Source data
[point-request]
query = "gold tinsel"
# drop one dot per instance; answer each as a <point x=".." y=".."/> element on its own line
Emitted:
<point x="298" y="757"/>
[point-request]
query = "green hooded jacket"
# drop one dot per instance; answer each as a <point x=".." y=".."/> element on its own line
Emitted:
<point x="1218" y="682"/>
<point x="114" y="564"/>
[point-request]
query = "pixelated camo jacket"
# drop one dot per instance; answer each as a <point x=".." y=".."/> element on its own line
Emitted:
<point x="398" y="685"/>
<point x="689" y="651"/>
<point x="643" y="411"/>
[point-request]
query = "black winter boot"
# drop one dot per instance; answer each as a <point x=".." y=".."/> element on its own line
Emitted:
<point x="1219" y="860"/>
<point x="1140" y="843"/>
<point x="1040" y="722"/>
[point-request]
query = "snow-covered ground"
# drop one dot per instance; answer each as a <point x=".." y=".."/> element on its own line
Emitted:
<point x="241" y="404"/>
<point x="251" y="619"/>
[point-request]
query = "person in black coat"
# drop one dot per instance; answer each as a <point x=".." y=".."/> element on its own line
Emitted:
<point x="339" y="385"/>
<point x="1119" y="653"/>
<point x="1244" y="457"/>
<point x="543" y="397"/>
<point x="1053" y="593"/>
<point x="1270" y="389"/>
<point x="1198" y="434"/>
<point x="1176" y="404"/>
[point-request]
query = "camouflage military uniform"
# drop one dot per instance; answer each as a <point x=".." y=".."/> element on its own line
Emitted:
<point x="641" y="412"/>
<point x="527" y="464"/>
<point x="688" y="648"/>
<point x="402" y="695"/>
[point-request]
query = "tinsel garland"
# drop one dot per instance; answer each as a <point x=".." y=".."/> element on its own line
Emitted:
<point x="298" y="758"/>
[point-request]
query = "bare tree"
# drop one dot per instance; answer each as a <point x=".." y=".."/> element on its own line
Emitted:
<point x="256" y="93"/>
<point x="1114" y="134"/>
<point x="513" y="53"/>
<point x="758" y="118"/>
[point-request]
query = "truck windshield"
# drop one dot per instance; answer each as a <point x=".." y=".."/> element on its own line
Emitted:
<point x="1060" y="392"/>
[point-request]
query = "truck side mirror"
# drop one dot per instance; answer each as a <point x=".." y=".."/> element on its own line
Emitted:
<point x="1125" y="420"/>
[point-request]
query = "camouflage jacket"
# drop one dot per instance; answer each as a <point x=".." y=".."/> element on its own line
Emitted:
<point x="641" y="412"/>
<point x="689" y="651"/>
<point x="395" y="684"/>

**Problem description:** Take the records above and return them exactly as written.

**Answer to this task:**
[point-request]
query = "gold tinsel"
# drop one dot per instance; answer each as a <point x=".." y=".."/> element on its own line
Emitted:
<point x="298" y="757"/>
[point-request]
query = "green hooded jacket"
# drop one dot per instance; answer each as a <point x=".." y=".."/> element on its own line
Emitted:
<point x="1218" y="682"/>
<point x="114" y="564"/>
[point-request]
query = "pixelated camo jacket"
# drop one dot per instance; answer each as a <point x=".." y=".."/> element on its own line
Emitted:
<point x="398" y="685"/>
<point x="689" y="651"/>
<point x="643" y="411"/>
[point-request]
query = "black winter boot"
# drop one dot per instance; answer each as a <point x=".." y=".."/> element on its own line
Emitted:
<point x="1219" y="860"/>
<point x="1140" y="843"/>
<point x="1040" y="722"/>
[point-request]
query = "snow-covered ground"
# drop one dot per instance; answer each as a <point x=".." y=".."/> element on its own line
Emitted:
<point x="241" y="404"/>
<point x="251" y="619"/>
[point-request]
query = "person in black coat"
# drop one dot per instance; answer each as a <point x=".." y=".."/> element on its own line
Emitted:
<point x="339" y="385"/>
<point x="1119" y="653"/>
<point x="1244" y="457"/>
<point x="543" y="397"/>
<point x="1053" y="593"/>
<point x="1270" y="389"/>
<point x="1198" y="434"/>
<point x="1176" y="404"/>
[point-request]
query = "camouflage military uniform"
# drop one dot per instance; answer each as a <point x=".." y=".."/> element on its own line
Emitted:
<point x="641" y="412"/>
<point x="527" y="464"/>
<point x="688" y="648"/>
<point x="402" y="695"/>
[point-request]
query = "tinsel garland"
# drop one dot per instance; answer each as a <point x=".." y=".."/> element on its own line
Emitted:
<point x="298" y="758"/>
[point-request]
query = "bare tree"
# drop one dot per instance; answer each as a <point x=".." y=".."/> element on its own line
Emitted:
<point x="256" y="93"/>
<point x="1114" y="134"/>
<point x="513" y="53"/>
<point x="758" y="118"/>
[point-request]
query = "truck windshield"
# drop one dot per instance; answer each as a <point x=".." y=".."/> element on its own line
Emitted:
<point x="1060" y="392"/>
[point-request]
query = "truck side mirror"
# drop one dot per instance; answer each as a <point x=".." y=".."/> element on its own line
Emitted:
<point x="1125" y="420"/>
[point-request]
query = "camouflage jacket"
# drop one dot per instance; answer each as a <point x=".." y=".."/> element on its own line
Emitted:
<point x="641" y="412"/>
<point x="689" y="651"/>
<point x="395" y="684"/>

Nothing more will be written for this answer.